[Information given Boundary: Start]

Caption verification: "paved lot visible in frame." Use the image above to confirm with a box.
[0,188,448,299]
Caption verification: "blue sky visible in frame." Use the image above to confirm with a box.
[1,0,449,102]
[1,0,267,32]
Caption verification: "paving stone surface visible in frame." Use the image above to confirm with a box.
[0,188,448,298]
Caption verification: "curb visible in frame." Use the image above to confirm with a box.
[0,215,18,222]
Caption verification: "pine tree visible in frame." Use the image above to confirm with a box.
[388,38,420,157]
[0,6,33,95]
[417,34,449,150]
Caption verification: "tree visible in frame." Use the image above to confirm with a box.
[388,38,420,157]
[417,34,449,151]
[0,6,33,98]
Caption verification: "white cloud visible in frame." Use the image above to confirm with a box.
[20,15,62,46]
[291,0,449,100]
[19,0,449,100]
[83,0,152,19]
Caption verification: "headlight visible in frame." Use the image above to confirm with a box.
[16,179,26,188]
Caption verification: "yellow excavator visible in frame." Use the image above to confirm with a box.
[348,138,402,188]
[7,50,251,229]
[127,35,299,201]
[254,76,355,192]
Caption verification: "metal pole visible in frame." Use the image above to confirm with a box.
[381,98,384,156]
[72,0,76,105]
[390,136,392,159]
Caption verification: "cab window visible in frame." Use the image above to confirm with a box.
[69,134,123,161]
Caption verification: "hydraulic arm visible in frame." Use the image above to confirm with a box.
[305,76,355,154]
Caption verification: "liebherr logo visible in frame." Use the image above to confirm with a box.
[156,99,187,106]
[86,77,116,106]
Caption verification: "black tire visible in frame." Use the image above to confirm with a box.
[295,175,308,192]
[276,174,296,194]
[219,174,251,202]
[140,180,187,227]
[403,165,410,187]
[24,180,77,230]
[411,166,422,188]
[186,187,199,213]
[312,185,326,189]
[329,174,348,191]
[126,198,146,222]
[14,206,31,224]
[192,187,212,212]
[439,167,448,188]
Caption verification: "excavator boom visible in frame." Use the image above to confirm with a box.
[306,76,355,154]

[Information given Boundary: End]

Activity
Print the material once more. Change nothing.

Exercise answer
Caption verification: "paved lot visible in frame." Use the image above to confirm with a box.
[0,188,448,299]
Caption verification: "blue sky visible in frame." Use the image above to confirm with a box.
[1,0,449,102]
[1,0,267,32]
Caption verification: "paving stone surface visible in frame." Use the image above to confirm with a box.
[0,188,448,298]
Caption verification: "curb visible in frame." Use the image above to confirm with a box.
[0,215,18,222]
Caption verification: "pine tree visible in frame." Use the image above to confirm with a box.
[388,38,420,157]
[0,6,33,95]
[417,34,449,150]
Caption verification: "tree visible in frame." Use the image above to confirm with a box.
[388,38,420,157]
[417,34,449,151]
[0,6,33,98]
Caption verification: "white cloud visible in frame." Use the image above to confirm with a box.
[20,15,62,46]
[291,0,449,100]
[19,0,449,100]
[83,0,152,19]
Caption verification: "headlight visible in frame." Use the image above to confirm with a box.
[16,179,26,188]
Caption verification: "yellow excavator visible in frame." Use the image above to confirm with a box.
[348,138,402,188]
[7,50,251,229]
[127,35,299,201]
[254,76,355,192]
Caption verification: "metal pole visible in frame." Use the image above to confirm with a box.
[381,98,384,156]
[72,0,76,105]
[390,136,392,159]
Caption verification: "cab window visible in frame." Use the image above to confirm with a box.
[69,134,123,161]
Caption verification: "hydraulic arm visible in frame." Use the image above to confirm with a box.
[305,76,355,154]
Caption verification: "liebherr logo visible in frame." Use the image above to confirm with a box.
[156,99,187,106]
[86,77,116,106]
Caption verification: "black tire visible in frame." Use the image above to confirm with a box.
[295,175,308,192]
[276,174,296,194]
[219,174,251,202]
[140,180,187,227]
[403,165,410,187]
[24,180,77,230]
[411,166,422,188]
[186,187,199,213]
[312,185,326,189]
[329,174,348,191]
[126,198,146,222]
[14,206,31,224]
[192,187,212,212]
[439,167,448,188]
Caption verification: "excavator boom visible in frame." Use the image above to confirm with a box.
[306,76,355,154]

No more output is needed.